Goal:
Copy the passage on financing a second shredding truck word for word, starting at "The Company's value is" and ending at "in every year.".

Passage provided:
==========

I just financed a new mobile document shredding truck for a company (The Company). A short time later, the truck was operating at capacity four days a week. What should The Company do now? Under what circumstances, is it the right thing to do (A) "SIT TIGHT - NOT GROW" and when should The Company (B) "GET ANOTHER TRUCK AND GROW".

BENEFITS OF SITTING TIGHT

It is more comfortable to keep debt lower, have fewer employees, etc. The Company will probably be more profitable this year if it doesn't get the second new truck in a short period of time. Because of getting two trucks in such a short period of time, The Company will have to go to a higher rated lease company to get the second truck. The Company thinks it probably couldn't get the next truck financed anyway. The Company thinks it got lucky finding as much business as it has now and new customers are hard to get. Each reason to SIT TIGHT has some merit, and the reasons go on.

BENEFITS OF GETTING THE NEXT TRUCK NOW

The Company's value is a function of revenue, not profit. When the existing trucks are at capacity, not getting another new truck will retard profit in every future year, but this one. Not getting a new truck will retard revenue in every year.

Now lets talk about the money. In general, it costs about $10,000 per month to keep a truck in the field and the truck will generate about $25,000 per month in revenue (plus or minus $5,000). A truck that is busy four days out of five is probably generating $20,000 per month in revenue. The truck is already generating $10,000 per month in gross profit and that number is likely to increase. In reality, the next truck is already paid for. When the second new truck this year is at capacity, The Company's revenue is going to be $50,000 per month higher than the beginning of the year and the gross profit will be $30,000 per month higher.

People tell me a business is worth 24 times monthly revenue. Each truck operating at capacity increases The Company's value by $600,000 (24 months by $25,000). How soon do you want to increase your business worth by $600,000? How would it feel to increase your company's value by over $1.2 Million per year? Maybe you should develop a marketing program that will allow you to get a truck up to capacity every six months.

==========

Provided material:

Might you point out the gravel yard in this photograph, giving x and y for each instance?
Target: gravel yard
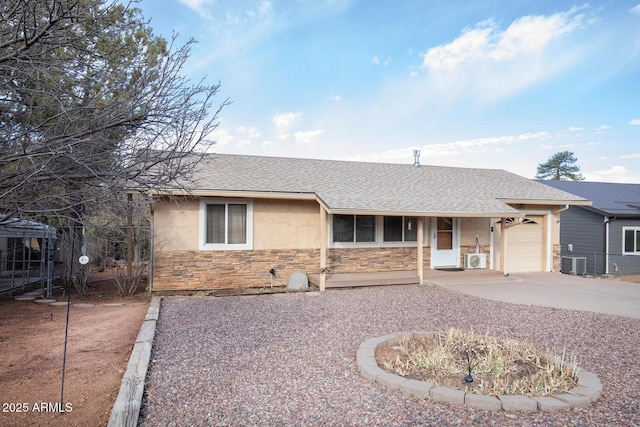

==========

Solved problem:
The Company's value is a function of revenue, not profit. When the existing trucks are at capacity, not getting another new truck will retard profit in every future year, but this one. Not getting a new truck will retard revenue in every year.